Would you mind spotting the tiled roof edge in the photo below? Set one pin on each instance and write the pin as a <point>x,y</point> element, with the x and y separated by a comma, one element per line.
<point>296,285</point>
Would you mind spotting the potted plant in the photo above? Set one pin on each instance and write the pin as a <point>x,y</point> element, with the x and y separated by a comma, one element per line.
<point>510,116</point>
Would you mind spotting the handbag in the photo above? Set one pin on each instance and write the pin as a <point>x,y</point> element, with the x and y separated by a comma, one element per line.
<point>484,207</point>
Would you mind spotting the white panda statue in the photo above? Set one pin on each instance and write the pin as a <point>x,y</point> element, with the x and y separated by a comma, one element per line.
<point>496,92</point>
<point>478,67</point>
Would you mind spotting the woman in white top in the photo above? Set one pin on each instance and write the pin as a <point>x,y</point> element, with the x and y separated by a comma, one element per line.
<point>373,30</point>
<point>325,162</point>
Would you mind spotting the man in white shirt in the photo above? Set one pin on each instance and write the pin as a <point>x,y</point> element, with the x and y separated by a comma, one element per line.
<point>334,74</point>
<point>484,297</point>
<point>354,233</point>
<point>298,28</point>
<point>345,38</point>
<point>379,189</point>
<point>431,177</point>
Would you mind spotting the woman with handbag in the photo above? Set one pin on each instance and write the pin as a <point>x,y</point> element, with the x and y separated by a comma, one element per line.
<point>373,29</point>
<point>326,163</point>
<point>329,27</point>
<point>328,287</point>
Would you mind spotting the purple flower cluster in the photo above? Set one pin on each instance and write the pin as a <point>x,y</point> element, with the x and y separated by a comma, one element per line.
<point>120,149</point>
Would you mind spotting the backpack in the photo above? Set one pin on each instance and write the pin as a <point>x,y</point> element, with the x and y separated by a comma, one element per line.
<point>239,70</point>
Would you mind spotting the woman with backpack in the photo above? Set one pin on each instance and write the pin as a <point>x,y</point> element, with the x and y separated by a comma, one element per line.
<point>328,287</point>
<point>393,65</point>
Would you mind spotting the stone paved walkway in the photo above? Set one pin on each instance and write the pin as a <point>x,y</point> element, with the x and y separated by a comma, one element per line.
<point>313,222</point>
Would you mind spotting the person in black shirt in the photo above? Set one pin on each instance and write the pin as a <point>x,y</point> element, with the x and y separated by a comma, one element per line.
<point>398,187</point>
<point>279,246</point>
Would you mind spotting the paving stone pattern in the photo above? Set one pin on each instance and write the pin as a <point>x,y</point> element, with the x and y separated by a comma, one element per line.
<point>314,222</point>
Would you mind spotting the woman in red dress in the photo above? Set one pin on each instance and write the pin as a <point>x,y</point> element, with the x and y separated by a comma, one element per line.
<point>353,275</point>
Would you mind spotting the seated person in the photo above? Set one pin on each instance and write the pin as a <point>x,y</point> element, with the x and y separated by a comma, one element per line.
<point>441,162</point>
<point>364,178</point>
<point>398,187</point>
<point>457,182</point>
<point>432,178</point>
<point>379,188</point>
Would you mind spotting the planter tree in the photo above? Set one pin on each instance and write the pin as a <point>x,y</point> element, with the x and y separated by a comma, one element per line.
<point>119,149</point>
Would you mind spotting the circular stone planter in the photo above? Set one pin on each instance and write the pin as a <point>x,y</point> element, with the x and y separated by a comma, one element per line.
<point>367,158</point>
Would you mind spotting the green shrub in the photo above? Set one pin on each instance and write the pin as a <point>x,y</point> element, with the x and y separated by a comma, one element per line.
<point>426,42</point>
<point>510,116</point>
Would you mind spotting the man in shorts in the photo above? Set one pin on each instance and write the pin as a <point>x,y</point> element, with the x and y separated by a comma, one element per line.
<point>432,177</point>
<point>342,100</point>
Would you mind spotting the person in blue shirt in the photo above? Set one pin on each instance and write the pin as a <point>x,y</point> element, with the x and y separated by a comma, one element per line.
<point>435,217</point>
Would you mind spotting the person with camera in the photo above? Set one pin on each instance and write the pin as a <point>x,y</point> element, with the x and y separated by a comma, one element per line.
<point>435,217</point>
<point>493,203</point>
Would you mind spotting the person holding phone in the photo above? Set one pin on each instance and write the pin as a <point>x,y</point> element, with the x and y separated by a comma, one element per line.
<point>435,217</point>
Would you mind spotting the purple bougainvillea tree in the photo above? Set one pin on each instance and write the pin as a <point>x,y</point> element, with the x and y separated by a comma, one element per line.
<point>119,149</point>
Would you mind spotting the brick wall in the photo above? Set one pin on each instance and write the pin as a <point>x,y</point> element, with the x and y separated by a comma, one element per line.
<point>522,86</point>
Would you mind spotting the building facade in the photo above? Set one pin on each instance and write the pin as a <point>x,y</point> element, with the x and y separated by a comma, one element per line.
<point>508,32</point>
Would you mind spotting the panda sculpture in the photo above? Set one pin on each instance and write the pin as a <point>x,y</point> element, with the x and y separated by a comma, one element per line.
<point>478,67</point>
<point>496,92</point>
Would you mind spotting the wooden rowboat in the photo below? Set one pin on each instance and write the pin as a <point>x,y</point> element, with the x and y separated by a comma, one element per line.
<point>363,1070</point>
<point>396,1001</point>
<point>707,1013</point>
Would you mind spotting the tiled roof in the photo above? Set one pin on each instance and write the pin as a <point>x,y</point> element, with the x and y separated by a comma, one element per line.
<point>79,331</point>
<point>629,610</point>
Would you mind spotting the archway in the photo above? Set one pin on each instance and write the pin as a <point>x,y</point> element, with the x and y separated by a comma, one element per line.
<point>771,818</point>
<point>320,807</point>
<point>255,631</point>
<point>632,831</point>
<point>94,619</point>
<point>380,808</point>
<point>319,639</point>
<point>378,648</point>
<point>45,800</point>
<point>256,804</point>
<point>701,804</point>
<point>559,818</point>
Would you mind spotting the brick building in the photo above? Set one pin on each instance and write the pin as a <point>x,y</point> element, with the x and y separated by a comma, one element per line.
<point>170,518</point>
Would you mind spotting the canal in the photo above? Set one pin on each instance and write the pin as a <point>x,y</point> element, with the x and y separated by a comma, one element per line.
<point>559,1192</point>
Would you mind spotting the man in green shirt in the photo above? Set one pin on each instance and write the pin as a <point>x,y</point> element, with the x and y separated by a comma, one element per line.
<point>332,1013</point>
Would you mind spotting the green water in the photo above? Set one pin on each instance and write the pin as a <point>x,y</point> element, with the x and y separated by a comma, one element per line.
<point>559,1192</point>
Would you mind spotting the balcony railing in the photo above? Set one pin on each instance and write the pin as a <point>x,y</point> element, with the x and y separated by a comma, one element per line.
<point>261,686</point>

_ _ _ _ _ _ _

— What you should do —
Write out again, word for word, the lines of the material that begin at the one containing "Would you mind spotting the woman in red" and end after the one containing "<point>353,275</point>".

— Full answer —
Would you mind spotting the woman in red dress in the photo above? Set one pin on each instance and write the pin as a <point>x,y</point> element, with the x and y separated by a comma, one element per line.
<point>353,275</point>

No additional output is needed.